> Page extract
Total and itemized NIHSS components have a fair correlation with outcome in minor stroke highlighting the importance of other measures of stroke severity for clinical trials.

Keywords: minor stroke, outcome, NIHSS score subsets, NIHSS score, treatment, stroke, cerebrovascular disorders, ischemic attack, transient, outcomes, techniques

Background

Approximately two-third of patients with ischemic stroke are found to have mild deficits, with a National Institutes of Health Stroke Scale (NIHSS) ≤5 across a variety of study designs.^1,2 One-third of patients are excluded from thrombolysis because of mild deficits, making it a very common exclusion criterion.^3,4 Approximately 30% of patients with minor strokes who are excluded from thrombolytic therapy for mild symptoms have poor outcomes: disability at 90 days (modified Rankin scale [mRS] 2-6),^5,6 discharge other than to home,^4,7 and lack of independent ambulation at discharge.⁴ It is not clear, however, whether treating those patients with thrombolysis improves their clinical outcome.⁴

A consistent predictor of outcome in patients with minor deficits is evidence of large-vessel occlusion on imaging.^8,9 Limiting hyperacute treatment to only patients with large artery occlusion may lead to poor outcome in patients with potentially disabling deficits but no large-vessel occlusion. Physicians tend to rely on the type of deficits to define minor stroke,⁵ but the correlation between the neurological deficit and the outcome is incomplete. While one study showed that the types of deficits do not predict outcome in minor stroke,¹⁰ other studies showed that distal hand weakness,¹¹ gait disorder,¹¹ language,¹¹ leg weakness,¹² and neglect¹² predict poor outcome in patients with mild deficits. Thrombolytic therapy in minor stroke may depend on the treating physician’s subjective opinion of a “nondisabling” deficit.¹³ Subjective assessments introduce wide variability in the treatment of mild strokes such that the efficacy of treatment cannot be determined with current studies. Identifying whether and to what degree the itemized NIHSS (used on the majority of patients with stroke in routine clinical practice) predicts outcomes would identify which patients are best suited for new clinical trials. In the present study, we examined the association between itemized components of the NIHSS with discharge outcome among a sample of participants in a clinical trial with mild stroke untreated with thrombolysis.

> Data section
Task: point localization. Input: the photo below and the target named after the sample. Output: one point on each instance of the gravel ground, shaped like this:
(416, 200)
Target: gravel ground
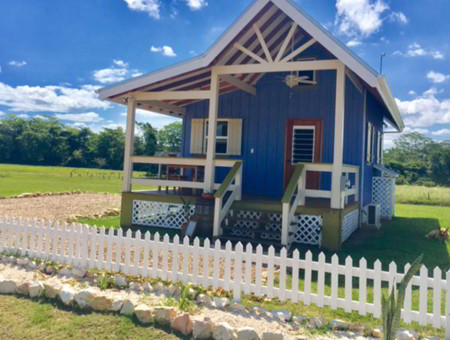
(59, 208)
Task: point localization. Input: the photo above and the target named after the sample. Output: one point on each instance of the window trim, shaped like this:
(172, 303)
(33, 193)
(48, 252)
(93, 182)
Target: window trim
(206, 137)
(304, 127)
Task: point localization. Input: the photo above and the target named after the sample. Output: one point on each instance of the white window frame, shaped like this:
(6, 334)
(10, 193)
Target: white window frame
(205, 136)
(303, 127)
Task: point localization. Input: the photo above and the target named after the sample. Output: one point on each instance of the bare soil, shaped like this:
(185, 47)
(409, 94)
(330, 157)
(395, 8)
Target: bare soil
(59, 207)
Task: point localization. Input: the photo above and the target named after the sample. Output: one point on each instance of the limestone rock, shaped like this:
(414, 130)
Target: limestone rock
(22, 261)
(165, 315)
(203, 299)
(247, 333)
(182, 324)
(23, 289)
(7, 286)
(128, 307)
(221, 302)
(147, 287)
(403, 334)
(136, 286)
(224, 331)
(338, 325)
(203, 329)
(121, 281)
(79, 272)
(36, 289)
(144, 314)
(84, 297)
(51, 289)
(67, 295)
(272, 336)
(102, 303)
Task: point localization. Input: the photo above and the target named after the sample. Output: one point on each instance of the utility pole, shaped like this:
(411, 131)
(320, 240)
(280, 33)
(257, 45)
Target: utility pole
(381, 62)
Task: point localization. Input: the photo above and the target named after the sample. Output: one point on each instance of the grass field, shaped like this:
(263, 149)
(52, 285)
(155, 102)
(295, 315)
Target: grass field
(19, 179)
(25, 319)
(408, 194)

> Exercise 1
Translate this sentence from the minor stroke passage into Spanish: "Limiting hyperacute treatment to only patients with large artery occlusion may lead to poor outcome in patients with potentially disabling deficits but no large-vessel occlusion."
> Exercise 2
Please carry on the minor stroke passage from its last sentence.
The data come from a separate source.

> Response area 1
Limitar el tratamiento hiperagudo únicamente a los pacientes con oclusión de arteria grande puede conducir a un mal resultado en pacientes con déficits potencialmente discapacitantes pero sin oclusión de gran vaso.

> Response area 2
We examined the association between the itemized NIHSS components with discharge outcome and the ability of the itemized NIHSS to predict outcome. We hypothesized that the itemized NIHSS would provide improved prediction of outcomes in minor stroke compared to the total NIHSS.

Methods

We retrospectively analyzed data from the Stroke Warning Information and Faster Treatment (SWIFT) trial that randomized 1635 adults with stroke or transient ischemic attack to an intensive stroke-specific education intervention versus standard of care. The primary outcome in SWIFT was time from symptom onset to arrival to the emergency department if the participant had a second stroke.¹⁴ The trial was conducted from February 2006 to February 2010. In our analysis, we included only participants with (1) final diagnosis by the attending vascular neurologist of ischemic stroke, (2) initial NIHSS score of 0 to 5 inclusive, and (3) we excluded patients with transient ischemic attack based on the most recent tissue definition¹⁵ and patients treated with thrombolytic therapy to eliminate potential confounding on outcome from thrombolysis itself.¹⁶ Participants were divided into 2 groups based on discharge outcome (home vs not home), and poor outcome was defined as nondischarge home.⁷ Each itemized NIHSS component on admission was dichotomized into 2 groups (0 for no score and 1 for a score of 1 or more). For simplicity and due to the expected low number of patients having minor stroke with deficits in level of consciousness (LOC)¹², the items 1a, 1b, and 1c were combined into 1 category.

Clinical characteristics were compared between the categorical discharge outcome using t test for continuous variables and chi-square for categorical variables.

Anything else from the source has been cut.